*MATERIAL PROVIDED:*
-----
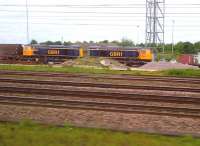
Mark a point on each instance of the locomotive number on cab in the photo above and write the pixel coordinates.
(116, 54)
(53, 52)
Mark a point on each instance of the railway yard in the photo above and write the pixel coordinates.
(162, 105)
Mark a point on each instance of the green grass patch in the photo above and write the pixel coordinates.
(27, 133)
(46, 68)
(182, 73)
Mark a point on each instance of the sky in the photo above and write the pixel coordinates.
(93, 20)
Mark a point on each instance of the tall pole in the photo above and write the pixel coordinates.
(27, 23)
(155, 15)
(173, 22)
(138, 34)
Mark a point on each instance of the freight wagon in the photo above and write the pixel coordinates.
(52, 53)
(10, 51)
(190, 59)
(126, 55)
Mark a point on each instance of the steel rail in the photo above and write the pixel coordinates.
(100, 85)
(102, 106)
(101, 95)
(103, 76)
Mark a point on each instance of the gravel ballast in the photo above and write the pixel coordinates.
(98, 119)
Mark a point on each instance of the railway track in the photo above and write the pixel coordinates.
(82, 93)
(103, 76)
(101, 106)
(102, 95)
(100, 85)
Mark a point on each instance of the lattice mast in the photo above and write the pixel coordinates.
(155, 19)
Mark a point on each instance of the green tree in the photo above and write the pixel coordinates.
(57, 43)
(34, 41)
(67, 43)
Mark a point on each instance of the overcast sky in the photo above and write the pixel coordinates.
(79, 22)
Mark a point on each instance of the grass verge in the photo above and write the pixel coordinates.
(45, 68)
(27, 133)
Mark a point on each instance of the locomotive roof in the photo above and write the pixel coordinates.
(116, 48)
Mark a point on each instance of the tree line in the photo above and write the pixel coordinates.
(178, 48)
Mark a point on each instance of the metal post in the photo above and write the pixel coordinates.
(27, 23)
(155, 14)
(173, 22)
(138, 34)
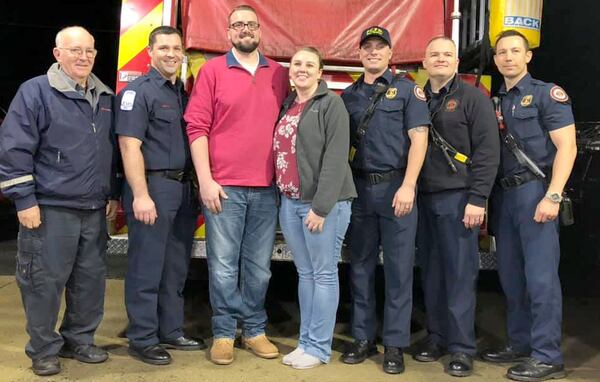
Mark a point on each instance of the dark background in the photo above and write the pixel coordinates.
(569, 56)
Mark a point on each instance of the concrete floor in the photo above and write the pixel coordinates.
(581, 346)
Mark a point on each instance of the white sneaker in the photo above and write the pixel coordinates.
(291, 357)
(306, 361)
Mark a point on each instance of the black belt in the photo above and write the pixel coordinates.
(378, 177)
(178, 175)
(517, 180)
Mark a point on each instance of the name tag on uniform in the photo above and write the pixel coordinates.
(127, 100)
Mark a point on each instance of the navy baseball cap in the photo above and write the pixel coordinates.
(376, 31)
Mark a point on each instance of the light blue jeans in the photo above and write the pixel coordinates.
(239, 245)
(316, 257)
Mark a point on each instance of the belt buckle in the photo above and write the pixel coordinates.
(375, 177)
(518, 180)
(506, 183)
(178, 175)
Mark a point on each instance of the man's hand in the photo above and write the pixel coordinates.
(314, 222)
(111, 209)
(211, 193)
(144, 209)
(403, 200)
(546, 211)
(30, 217)
(473, 216)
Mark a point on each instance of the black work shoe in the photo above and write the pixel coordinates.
(153, 354)
(46, 366)
(429, 351)
(393, 361)
(461, 365)
(358, 351)
(184, 343)
(84, 353)
(534, 370)
(506, 354)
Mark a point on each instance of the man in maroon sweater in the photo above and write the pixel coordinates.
(231, 116)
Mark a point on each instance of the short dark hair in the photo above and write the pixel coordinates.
(241, 7)
(440, 37)
(511, 33)
(313, 50)
(163, 29)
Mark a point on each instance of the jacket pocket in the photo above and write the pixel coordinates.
(29, 247)
(528, 123)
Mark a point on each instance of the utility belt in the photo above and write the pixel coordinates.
(516, 180)
(378, 177)
(182, 175)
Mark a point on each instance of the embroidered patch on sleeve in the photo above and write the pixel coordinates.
(558, 94)
(419, 93)
(127, 100)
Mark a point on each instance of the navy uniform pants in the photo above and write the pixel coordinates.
(68, 251)
(528, 258)
(374, 223)
(449, 261)
(158, 259)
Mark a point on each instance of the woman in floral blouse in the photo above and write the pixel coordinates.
(312, 173)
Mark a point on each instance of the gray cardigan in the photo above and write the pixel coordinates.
(322, 144)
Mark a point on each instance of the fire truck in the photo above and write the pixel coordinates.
(333, 27)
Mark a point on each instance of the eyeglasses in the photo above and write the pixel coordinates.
(77, 52)
(239, 25)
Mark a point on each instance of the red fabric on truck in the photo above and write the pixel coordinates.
(332, 26)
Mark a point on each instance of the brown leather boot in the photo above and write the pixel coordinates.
(261, 346)
(221, 351)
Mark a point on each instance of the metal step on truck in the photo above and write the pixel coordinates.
(332, 27)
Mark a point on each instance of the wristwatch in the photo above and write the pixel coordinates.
(554, 197)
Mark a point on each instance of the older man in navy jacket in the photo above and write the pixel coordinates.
(56, 164)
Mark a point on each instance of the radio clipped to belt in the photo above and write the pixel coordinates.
(363, 125)
(448, 150)
(566, 217)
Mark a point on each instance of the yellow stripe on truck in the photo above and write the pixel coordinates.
(135, 39)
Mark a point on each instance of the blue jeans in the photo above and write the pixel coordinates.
(239, 245)
(316, 256)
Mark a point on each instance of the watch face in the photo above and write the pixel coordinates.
(554, 197)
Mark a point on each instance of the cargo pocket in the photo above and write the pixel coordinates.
(28, 248)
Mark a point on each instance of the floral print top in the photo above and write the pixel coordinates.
(284, 149)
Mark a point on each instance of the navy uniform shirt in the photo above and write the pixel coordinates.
(403, 107)
(151, 110)
(531, 110)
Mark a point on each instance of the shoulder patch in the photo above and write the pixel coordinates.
(419, 93)
(558, 94)
(127, 100)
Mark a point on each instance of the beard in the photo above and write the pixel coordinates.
(246, 47)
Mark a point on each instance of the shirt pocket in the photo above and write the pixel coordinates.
(529, 132)
(165, 117)
(527, 123)
(391, 113)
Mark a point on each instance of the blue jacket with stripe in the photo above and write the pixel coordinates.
(55, 148)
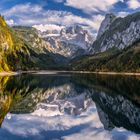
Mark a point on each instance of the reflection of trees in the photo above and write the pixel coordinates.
(113, 95)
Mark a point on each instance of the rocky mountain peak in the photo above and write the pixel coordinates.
(109, 18)
(70, 41)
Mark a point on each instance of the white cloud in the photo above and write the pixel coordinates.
(122, 14)
(23, 9)
(92, 5)
(10, 22)
(28, 14)
(133, 4)
(45, 27)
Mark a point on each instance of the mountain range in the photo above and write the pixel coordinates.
(116, 47)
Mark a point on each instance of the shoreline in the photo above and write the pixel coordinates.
(52, 72)
(8, 73)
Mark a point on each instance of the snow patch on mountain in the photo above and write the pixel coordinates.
(66, 41)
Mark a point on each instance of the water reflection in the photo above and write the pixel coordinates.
(69, 106)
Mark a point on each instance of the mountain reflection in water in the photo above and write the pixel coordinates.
(69, 106)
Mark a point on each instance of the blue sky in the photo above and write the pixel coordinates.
(88, 13)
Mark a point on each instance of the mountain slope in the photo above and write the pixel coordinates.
(22, 49)
(69, 42)
(117, 48)
(120, 33)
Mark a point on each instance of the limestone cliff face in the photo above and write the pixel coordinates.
(117, 33)
(109, 18)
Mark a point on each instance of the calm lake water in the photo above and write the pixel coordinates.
(69, 107)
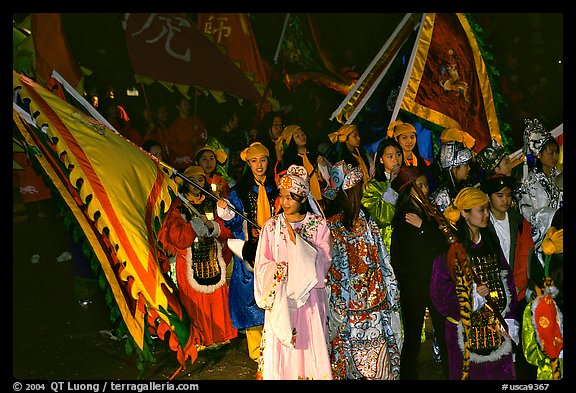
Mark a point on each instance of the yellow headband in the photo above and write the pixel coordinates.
(398, 128)
(220, 154)
(285, 137)
(454, 134)
(342, 134)
(254, 150)
(467, 198)
(553, 243)
(190, 171)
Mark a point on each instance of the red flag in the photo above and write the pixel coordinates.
(169, 48)
(52, 49)
(124, 191)
(303, 59)
(234, 32)
(449, 83)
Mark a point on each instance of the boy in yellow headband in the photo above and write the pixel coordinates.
(254, 197)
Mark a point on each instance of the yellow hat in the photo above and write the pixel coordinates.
(284, 139)
(254, 150)
(553, 243)
(220, 154)
(342, 134)
(467, 198)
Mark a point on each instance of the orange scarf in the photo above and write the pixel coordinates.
(314, 183)
(362, 166)
(263, 208)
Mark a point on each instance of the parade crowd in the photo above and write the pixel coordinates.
(328, 258)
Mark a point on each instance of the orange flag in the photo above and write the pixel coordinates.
(170, 48)
(448, 83)
(234, 32)
(124, 191)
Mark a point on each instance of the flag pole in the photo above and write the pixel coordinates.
(174, 171)
(281, 39)
(276, 55)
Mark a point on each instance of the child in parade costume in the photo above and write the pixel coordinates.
(379, 198)
(211, 161)
(543, 328)
(416, 241)
(494, 160)
(364, 317)
(454, 164)
(539, 196)
(194, 235)
(514, 235)
(292, 260)
(405, 134)
(253, 196)
(473, 288)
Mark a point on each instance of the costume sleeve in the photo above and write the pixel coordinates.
(443, 289)
(225, 233)
(380, 210)
(508, 280)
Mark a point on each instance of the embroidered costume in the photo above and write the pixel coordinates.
(294, 339)
(200, 269)
(364, 317)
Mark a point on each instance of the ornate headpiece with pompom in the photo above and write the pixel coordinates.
(342, 176)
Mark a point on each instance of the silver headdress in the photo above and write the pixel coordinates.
(535, 137)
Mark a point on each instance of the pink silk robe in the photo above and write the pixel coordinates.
(302, 353)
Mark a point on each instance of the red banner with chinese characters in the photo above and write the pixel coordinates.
(170, 48)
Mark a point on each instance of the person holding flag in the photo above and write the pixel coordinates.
(254, 196)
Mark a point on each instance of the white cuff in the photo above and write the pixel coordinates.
(215, 231)
(390, 195)
(225, 214)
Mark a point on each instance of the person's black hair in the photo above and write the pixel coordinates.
(304, 204)
(405, 203)
(247, 181)
(538, 164)
(147, 145)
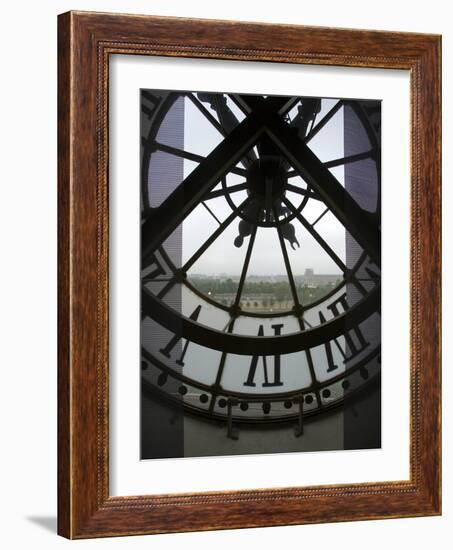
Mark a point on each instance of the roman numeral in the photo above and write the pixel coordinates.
(167, 350)
(254, 364)
(354, 338)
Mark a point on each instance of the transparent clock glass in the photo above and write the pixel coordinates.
(260, 274)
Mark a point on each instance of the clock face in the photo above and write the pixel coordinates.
(260, 275)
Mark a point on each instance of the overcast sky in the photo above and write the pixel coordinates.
(223, 257)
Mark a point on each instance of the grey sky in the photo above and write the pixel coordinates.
(223, 257)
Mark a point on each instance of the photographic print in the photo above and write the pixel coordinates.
(260, 274)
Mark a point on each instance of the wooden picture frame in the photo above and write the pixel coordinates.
(85, 41)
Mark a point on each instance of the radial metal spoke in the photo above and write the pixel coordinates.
(212, 213)
(244, 269)
(201, 250)
(207, 114)
(289, 271)
(229, 190)
(315, 235)
(359, 223)
(325, 119)
(213, 237)
(347, 160)
(221, 368)
(303, 192)
(181, 153)
(320, 217)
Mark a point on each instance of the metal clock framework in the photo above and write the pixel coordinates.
(285, 366)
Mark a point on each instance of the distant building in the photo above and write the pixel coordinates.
(312, 279)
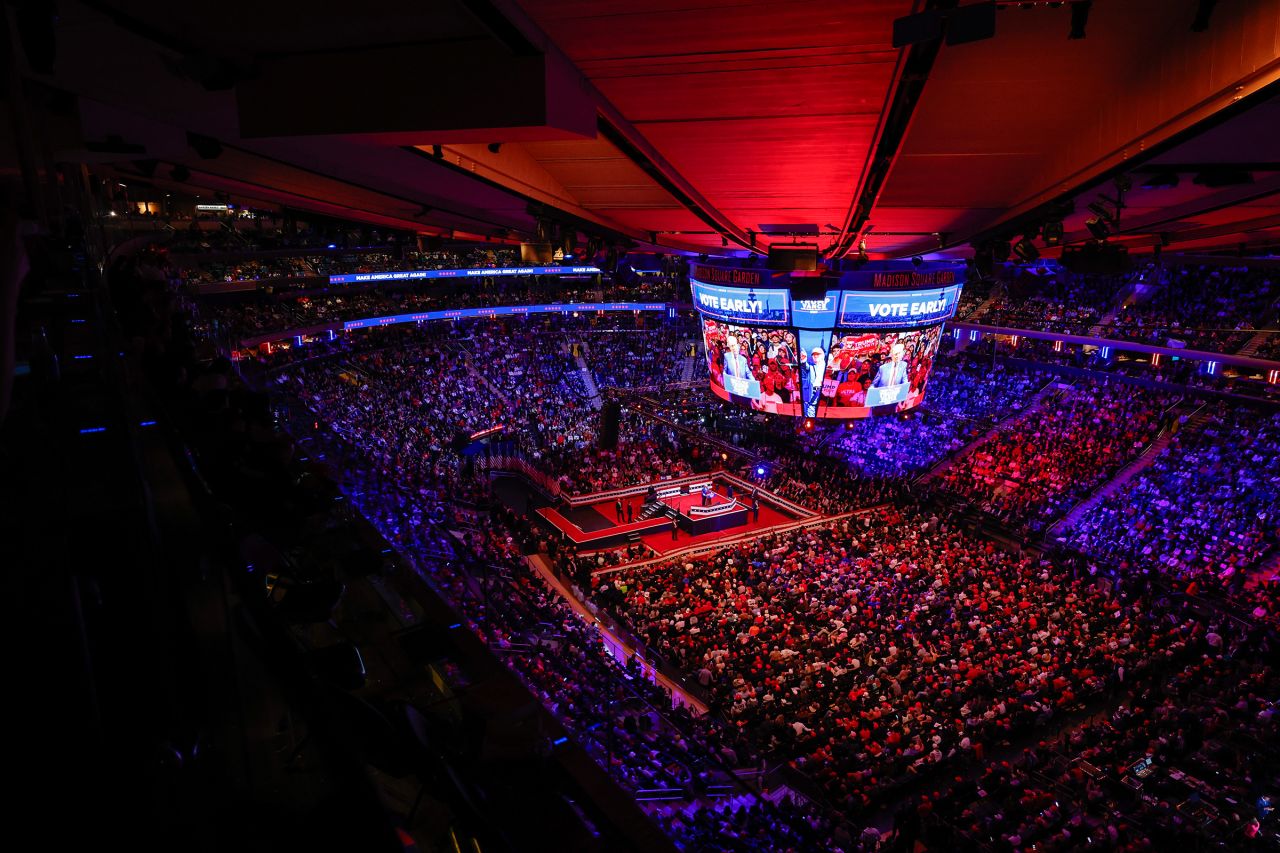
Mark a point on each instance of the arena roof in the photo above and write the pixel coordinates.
(691, 127)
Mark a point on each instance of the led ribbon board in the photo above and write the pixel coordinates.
(407, 276)
(897, 309)
(504, 310)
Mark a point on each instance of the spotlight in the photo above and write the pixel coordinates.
(1052, 232)
(1097, 227)
(1161, 181)
(1100, 210)
(1025, 250)
(1202, 14)
(206, 146)
(1079, 17)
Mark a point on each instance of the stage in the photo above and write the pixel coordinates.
(593, 521)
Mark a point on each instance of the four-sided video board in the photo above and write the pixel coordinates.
(848, 345)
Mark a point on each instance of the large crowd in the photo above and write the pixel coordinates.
(885, 660)
(886, 647)
(1205, 512)
(1217, 309)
-----
*WHAT IS NEEDED:*
Transcribe the stretch of material from the line containing "Mark a point on each instance of the photographic" through the end of the material, leaving the pictures out of your copy.

*ANSWER:*
Mark a point on each instance of the photographic print in the photo above and write the pixel coordinates.
(260, 274)
Mark a point on each instance of the wooden picture frame in the photo above and write the pixel coordinates.
(85, 41)
Mark a point on each instance of the radial metal spoke in the photo above and write the pixel coordinates.
(212, 213)
(244, 269)
(201, 250)
(207, 114)
(289, 271)
(229, 190)
(315, 235)
(359, 223)
(325, 119)
(213, 237)
(347, 160)
(221, 368)
(303, 192)
(181, 153)
(320, 217)
Mark a point on each instance of the metal clock framework in the photo above and write the pixel coordinates.
(285, 366)
Mark a point on each instance of the distant building in the photo above and write the pixel coordinates.
(312, 279)
Mark a point on each instance of the arena roof in the photo above and write the pixel coordinates.
(691, 127)
Mark a point on each instance of the led ribbon board in the photo above and write the pixel coordinates.
(407, 276)
(897, 309)
(504, 310)
Mark a point on each instance of the spotlight in the photo above and write the pixel coordinates.
(1052, 232)
(1097, 227)
(1161, 181)
(1100, 210)
(1025, 250)
(1202, 14)
(206, 146)
(1079, 17)
Mark a point on each instance of the stage in the photo above and write the pixel coordinates.
(593, 521)
Mark a point on each instance of the four-sided video board in the photo above and write the pixel coordinates.
(848, 345)
Mark a point on each instance of the large crowd in the photo above and write the pixel coordinates.
(885, 660)
(886, 647)
(1205, 512)
(1217, 309)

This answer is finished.